September 30, 2013
I have no words to describe the beauty of the High Sierra. We climbed up Donohue Pass at over 11,000 feet to be presented with amazing views. We walked past countless peaks and alpine lakes. There was this jagged ridgeline that looked just like a dragon's back and tail. We went over Island Pass and descended to Thousand Island Lake. It was surreal and gorgeous and I really wanted to swim but the sun had just dipped below the horizon and it was WAY too cold to be jumping in lakes at 10,000 feet. The JMT and PCT diverge for about 14 miles and we took the JMT route as it is believed to be more scenic. So far, it goes past a chain of pristine lakes. We skirted Emerald and Ruby Lakes and are camped on the banks of Garnet Lake under a sky full of stars.
Leaving Tuloumne Meadows
October 3, 2013
After a stopover in Mammoth, we are back on trail this afternoon. On October 1st we walked 14 miles to the road and I got to take a very brief and very cold swim in Gladys Lake along the way. For some reason I love that feeling of not being able to breath and having pins and needles all over your skin that comes from jumping in near freezing water.

- _Written task_: Copy the trail journal text word for word, everything from "September 30, 2013" down to "full of stars.".

[Records]
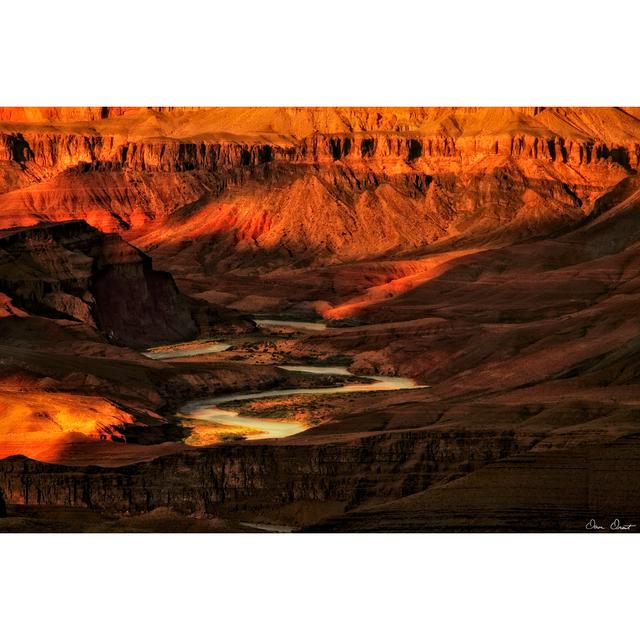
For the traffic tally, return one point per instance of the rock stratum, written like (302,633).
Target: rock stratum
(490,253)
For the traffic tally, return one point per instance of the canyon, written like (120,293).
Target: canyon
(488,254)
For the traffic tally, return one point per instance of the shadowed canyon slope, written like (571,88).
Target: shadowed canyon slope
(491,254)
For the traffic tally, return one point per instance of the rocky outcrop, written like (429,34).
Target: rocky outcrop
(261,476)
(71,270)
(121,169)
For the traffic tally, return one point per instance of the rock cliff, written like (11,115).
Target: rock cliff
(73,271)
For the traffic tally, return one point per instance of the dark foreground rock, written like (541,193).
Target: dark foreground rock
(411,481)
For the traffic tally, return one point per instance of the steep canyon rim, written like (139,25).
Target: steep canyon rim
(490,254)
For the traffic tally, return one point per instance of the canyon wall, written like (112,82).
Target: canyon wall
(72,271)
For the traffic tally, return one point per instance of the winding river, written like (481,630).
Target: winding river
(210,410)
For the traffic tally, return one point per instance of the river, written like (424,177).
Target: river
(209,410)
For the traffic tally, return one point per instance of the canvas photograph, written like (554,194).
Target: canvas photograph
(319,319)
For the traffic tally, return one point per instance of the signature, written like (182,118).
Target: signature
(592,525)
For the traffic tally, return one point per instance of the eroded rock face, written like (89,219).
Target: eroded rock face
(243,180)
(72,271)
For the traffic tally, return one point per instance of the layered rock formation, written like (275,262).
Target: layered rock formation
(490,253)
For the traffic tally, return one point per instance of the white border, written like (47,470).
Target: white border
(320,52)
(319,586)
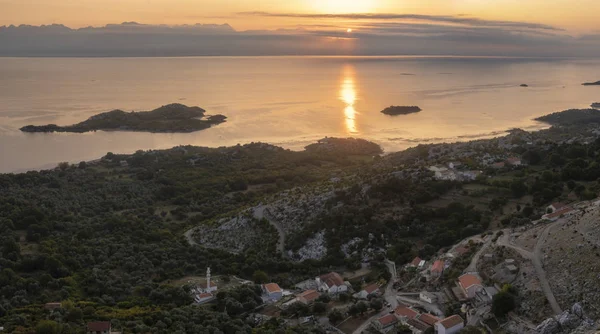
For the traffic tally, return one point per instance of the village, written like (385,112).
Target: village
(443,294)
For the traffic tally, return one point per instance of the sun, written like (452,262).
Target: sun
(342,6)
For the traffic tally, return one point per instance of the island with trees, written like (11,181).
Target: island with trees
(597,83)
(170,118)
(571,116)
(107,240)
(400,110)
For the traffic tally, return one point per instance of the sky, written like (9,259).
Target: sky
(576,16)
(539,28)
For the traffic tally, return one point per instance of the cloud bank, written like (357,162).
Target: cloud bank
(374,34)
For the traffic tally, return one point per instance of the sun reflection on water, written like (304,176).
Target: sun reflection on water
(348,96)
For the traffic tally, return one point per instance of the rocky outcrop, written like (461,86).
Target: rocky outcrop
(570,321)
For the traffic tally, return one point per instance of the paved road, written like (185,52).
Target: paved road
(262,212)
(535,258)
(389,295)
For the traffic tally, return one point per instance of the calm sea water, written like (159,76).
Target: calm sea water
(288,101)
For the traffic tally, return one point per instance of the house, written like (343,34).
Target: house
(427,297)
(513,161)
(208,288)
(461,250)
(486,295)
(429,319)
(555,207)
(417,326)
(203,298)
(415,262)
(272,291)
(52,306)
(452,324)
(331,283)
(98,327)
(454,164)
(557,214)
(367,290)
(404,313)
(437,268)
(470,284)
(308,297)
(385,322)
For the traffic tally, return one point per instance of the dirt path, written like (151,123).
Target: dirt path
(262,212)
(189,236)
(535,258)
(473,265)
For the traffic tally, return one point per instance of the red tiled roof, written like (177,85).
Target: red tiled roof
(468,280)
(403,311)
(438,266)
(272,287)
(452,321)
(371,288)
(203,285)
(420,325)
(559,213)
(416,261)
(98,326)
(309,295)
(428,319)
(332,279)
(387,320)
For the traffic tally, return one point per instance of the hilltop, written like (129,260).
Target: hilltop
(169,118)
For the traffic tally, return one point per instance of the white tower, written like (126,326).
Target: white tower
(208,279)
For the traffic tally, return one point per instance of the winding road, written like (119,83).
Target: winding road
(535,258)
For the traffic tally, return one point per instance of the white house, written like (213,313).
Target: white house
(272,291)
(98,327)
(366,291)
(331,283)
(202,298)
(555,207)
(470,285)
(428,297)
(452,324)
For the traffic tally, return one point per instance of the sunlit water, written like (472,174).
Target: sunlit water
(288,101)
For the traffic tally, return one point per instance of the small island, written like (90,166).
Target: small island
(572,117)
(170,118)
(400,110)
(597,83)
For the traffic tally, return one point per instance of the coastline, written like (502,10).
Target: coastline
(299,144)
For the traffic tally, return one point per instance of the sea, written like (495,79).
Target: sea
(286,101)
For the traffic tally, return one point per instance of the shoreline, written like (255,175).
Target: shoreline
...
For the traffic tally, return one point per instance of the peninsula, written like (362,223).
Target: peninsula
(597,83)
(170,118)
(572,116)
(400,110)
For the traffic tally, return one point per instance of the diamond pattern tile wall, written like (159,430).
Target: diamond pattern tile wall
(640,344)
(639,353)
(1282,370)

- _The response_:
September 30, 2013
I have no words to describe the beauty of the High Sierra. We climbed up Donohue Pass at over 11,000 feet to be presented with amazing views. We walked past countless peaks and alpine lakes. There was this jagged ridgeline that looked just like a dragon's back and tail. We went over Island Pass and descended to Thousand Island Lake. It was surreal and gorgeous and I really wanted to swim but the sun had just dipped below the horizon and it was WAY too cold to be jumping in lakes at 10,000 feet. The JMT and PCT diverge for about 14 miles and we took the JMT route as it is believed to be more scenic. So far, it goes past a chain of pristine lakes. We skirted Emerald and Ruby Lakes and are camped on the banks of Garnet Lake under a sky full of stars.